* [Task description]:
Copy out every line of the following data word for word, without changing anything.

Object position labeling data:
....................
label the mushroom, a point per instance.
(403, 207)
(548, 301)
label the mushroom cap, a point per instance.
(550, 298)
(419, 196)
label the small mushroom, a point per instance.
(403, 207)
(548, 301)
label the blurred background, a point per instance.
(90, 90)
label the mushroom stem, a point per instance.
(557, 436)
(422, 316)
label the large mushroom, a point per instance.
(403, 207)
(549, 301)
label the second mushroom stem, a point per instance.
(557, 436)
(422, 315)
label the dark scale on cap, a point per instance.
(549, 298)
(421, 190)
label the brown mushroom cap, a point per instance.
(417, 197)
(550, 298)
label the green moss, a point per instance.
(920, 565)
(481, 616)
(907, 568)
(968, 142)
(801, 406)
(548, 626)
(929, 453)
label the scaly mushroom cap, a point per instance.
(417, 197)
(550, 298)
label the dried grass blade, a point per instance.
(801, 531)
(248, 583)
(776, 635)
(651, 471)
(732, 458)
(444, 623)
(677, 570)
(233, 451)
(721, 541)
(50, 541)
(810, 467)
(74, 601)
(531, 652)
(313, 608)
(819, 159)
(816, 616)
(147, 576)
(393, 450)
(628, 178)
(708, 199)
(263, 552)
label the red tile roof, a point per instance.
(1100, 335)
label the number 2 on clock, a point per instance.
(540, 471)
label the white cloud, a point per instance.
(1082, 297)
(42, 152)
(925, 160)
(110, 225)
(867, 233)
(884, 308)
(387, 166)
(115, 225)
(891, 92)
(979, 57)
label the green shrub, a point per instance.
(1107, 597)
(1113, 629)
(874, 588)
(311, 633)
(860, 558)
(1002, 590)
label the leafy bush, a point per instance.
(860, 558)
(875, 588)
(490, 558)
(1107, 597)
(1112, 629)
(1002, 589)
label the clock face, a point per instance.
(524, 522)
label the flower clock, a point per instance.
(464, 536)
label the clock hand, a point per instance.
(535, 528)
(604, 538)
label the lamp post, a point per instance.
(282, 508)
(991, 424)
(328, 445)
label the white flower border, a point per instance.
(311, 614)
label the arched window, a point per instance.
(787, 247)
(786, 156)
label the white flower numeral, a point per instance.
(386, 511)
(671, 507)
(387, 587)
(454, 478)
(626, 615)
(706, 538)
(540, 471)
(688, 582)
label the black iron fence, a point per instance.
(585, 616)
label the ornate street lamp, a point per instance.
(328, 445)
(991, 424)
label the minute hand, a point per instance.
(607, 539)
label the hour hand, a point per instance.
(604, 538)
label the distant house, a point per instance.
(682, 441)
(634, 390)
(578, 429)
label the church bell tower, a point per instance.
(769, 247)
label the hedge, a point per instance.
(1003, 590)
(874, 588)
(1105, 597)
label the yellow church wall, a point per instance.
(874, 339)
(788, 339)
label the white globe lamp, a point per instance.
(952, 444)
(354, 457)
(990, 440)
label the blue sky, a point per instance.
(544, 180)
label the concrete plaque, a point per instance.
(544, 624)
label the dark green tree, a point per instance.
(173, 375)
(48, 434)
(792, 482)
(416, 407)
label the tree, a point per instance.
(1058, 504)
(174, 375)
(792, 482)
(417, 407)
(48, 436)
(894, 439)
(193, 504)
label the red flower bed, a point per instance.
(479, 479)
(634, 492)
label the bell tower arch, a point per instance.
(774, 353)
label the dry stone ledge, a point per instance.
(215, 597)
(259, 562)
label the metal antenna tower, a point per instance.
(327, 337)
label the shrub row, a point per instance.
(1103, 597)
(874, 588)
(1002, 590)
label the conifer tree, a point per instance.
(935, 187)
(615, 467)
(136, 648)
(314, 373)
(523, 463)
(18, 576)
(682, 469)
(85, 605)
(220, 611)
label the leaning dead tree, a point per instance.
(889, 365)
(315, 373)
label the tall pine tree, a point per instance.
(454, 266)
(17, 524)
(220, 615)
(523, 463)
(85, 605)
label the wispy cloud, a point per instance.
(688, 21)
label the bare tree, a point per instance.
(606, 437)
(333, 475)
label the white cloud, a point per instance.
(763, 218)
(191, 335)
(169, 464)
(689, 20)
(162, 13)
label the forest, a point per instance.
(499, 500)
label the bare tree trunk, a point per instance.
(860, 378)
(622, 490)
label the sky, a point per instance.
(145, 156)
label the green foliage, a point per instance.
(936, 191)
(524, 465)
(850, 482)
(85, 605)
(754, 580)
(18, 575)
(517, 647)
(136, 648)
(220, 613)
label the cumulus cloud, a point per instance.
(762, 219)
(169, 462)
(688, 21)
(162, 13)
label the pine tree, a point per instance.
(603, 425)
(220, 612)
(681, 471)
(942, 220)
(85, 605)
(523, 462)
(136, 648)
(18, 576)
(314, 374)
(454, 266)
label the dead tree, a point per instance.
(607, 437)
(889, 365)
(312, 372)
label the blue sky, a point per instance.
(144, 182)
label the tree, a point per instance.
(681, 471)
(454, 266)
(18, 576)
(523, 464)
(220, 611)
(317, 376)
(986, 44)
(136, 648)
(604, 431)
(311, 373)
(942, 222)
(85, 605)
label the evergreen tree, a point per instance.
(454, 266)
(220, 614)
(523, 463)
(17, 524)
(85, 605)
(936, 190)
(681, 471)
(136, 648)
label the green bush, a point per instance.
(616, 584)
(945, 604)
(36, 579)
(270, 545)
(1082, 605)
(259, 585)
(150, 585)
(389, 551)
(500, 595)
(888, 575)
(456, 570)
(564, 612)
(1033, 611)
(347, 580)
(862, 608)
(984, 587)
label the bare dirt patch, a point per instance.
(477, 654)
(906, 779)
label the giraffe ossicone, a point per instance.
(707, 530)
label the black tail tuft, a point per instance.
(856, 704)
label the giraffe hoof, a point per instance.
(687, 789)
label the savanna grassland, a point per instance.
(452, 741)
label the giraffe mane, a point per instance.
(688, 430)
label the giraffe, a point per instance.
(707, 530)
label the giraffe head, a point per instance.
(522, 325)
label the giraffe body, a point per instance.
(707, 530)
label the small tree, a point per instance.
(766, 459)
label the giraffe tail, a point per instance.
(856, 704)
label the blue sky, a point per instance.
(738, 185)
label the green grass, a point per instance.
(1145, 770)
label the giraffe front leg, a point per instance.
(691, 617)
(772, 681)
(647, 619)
....................
* [Response]:
label the mushroom, a point per instance.
(403, 207)
(548, 301)
label the mushroom cap, a point per instance.
(550, 298)
(419, 196)
label the small mushroom, a point per instance.
(403, 207)
(548, 301)
label the blurred background, a point per instance.
(90, 90)
label the mushroom stem, a point per instance.
(557, 436)
(422, 316)
label the large mushroom, a point per instance.
(403, 207)
(549, 301)
label the second mushroom stem, a point per instance.
(557, 436)
(422, 315)
label the dark scale on cap, a point per instance.
(549, 298)
(421, 190)
label the brown mushroom cap, a point per instance.
(417, 197)
(550, 298)
label the green moss, a point per instance.
(920, 565)
(481, 616)
(907, 568)
(968, 142)
(801, 406)
(548, 626)
(929, 453)
label the scaly mushroom cap, a point per instance.
(417, 197)
(550, 298)
label the dried grass blade, a point per instance.
(801, 531)
(248, 583)
(776, 635)
(651, 471)
(732, 458)
(444, 623)
(677, 570)
(233, 451)
(721, 541)
(50, 541)
(810, 467)
(74, 601)
(531, 652)
(313, 608)
(819, 159)
(816, 616)
(147, 576)
(393, 450)
(628, 178)
(708, 199)
(263, 552)
label the red tile roof, a point per instance.
(1100, 335)
label the number 2 on clock, a point per instance.
(540, 471)
label the white cloud, a point per instance.
(1082, 297)
(42, 152)
(925, 160)
(110, 225)
(867, 233)
(884, 308)
(387, 166)
(115, 225)
(891, 92)
(979, 57)
label the green shrub, a point per instance.
(1107, 597)
(1113, 629)
(874, 588)
(311, 633)
(860, 558)
(1002, 590)
label the leafy bush, a point per instance.
(860, 558)
(875, 588)
(490, 558)
(1107, 597)
(1112, 629)
(1002, 589)
label the clock face, a point per instance.
(524, 522)
label the flower clock, a point per instance.
(464, 536)
label the clock hand, a point per instance.
(535, 528)
(604, 538)
label the lamp post, a point per instance.
(282, 508)
(991, 424)
(328, 445)
label the white flower border, a point per instance.
(311, 614)
label the arched window, a point per instance.
(787, 247)
(786, 156)
label the white flower numeral, a point per instance.
(386, 511)
(671, 507)
(387, 587)
(454, 478)
(626, 615)
(706, 538)
(540, 471)
(688, 582)
label the black iron fence, a point per instance.
(585, 616)
label the ornate street lamp, a point per instance.
(328, 445)
(991, 424)
label the minute hand, a point per instance.
(607, 539)
label the hour hand, a point per instance.
(604, 538)
label the distant house, a point per instance.
(682, 441)
(634, 390)
(578, 429)
label the church bell tower, a point per instance.
(769, 247)
label the hedge, a point per instance.
(1003, 590)
(874, 588)
(1105, 597)
label the yellow church wall, a point per instance.
(874, 339)
(788, 339)
label the white globe lamp, a point per instance.
(952, 444)
(354, 457)
(990, 440)
label the blue sky, a point per instance.
(544, 180)
label the concrete plaque, a point per instance.
(544, 624)
label the dark green tree, a point per instance.
(173, 375)
(48, 434)
(792, 482)
(416, 407)
label the tree, a point per instance.
(1058, 504)
(174, 375)
(792, 482)
(417, 407)
(48, 436)
(894, 439)
(193, 504)
label the red flower bed, a point per instance.
(479, 479)
(634, 492)
label the bell tower arch, a point per instance.
(774, 353)
label the dry stone ledge, a point per instance.
(215, 597)
(259, 562)
label the metal antenna tower, a point per instance.
(327, 337)
label the shrub row, a point per instance.
(1103, 597)
(874, 588)
(1002, 590)
label the conifer tree, a point per instance.
(935, 187)
(615, 467)
(136, 648)
(314, 373)
(523, 463)
(18, 576)
(682, 469)
(85, 605)
(220, 611)
label the leaning dead tree, a point per instance.
(889, 365)
(315, 373)
label the tall pine tree, a point per instance.
(454, 266)
(17, 524)
(220, 615)
(523, 463)
(85, 605)
label the wispy cloud, a point per instance.
(688, 21)
label the bare tree, a point per instance.
(606, 437)
(333, 475)
label the white cloud, a point per instance.
(763, 218)
(191, 335)
(169, 464)
(689, 20)
(162, 13)
label the forest, a point per instance.
(499, 500)
label the bare tree trunk, a point per instance.
(860, 378)
(622, 490)
label the sky, a point per instance.
(145, 156)
label the green foliage, a point per instance.
(936, 191)
(524, 465)
(850, 482)
(85, 605)
(754, 580)
(18, 575)
(517, 647)
(136, 648)
(220, 613)
label the cumulus cloud, a point per instance.
(762, 219)
(169, 462)
(688, 21)
(162, 13)
label the pine tree, a point per instance.
(603, 425)
(220, 612)
(681, 471)
(942, 220)
(85, 605)
(523, 462)
(136, 648)
(18, 576)
(314, 374)
(454, 266)
label the dead tree, a point per instance.
(607, 437)
(889, 365)
(312, 372)
label the blue sky, a point per instance.
(144, 182)
label the tree, a point per instance.
(681, 471)
(454, 266)
(18, 576)
(523, 464)
(220, 611)
(317, 376)
(986, 44)
(136, 648)
(604, 431)
(311, 373)
(942, 222)
(85, 605)
label the evergreen tree, a point per instance.
(454, 266)
(220, 614)
(523, 463)
(17, 524)
(85, 605)
(936, 190)
(681, 471)
(136, 648)
label the green bush, a point per instance.
(616, 584)
(945, 604)
(36, 579)
(270, 545)
(1082, 605)
(259, 585)
(150, 585)
(389, 551)
(500, 595)
(888, 575)
(456, 570)
(564, 612)
(1033, 611)
(347, 580)
(862, 608)
(984, 587)
label the bare dirt patch, a point per instance.
(477, 654)
(906, 779)
label the giraffe ossicone, a point per instance.
(707, 530)
label the black tail tuft, a point per instance.
(856, 704)
label the giraffe hoof, a point per instance.
(687, 789)
label the savanna grassland, a point per instance.
(452, 741)
label the giraffe mane, a point per instance.
(688, 430)
label the giraffe, a point per instance.
(707, 530)
label the giraffe head, a point per instance.
(522, 325)
label the giraffe body, a point per instance.
(707, 530)
label the small tree, a point per instance.
(766, 459)
label the giraffe tail, a point per instance.
(856, 704)
label the blue sky, a point per instance.
(738, 185)
label the green grass, a point per instance.
(1145, 770)
label the giraffe front leg, a point per instance.
(691, 617)
(772, 681)
(647, 619)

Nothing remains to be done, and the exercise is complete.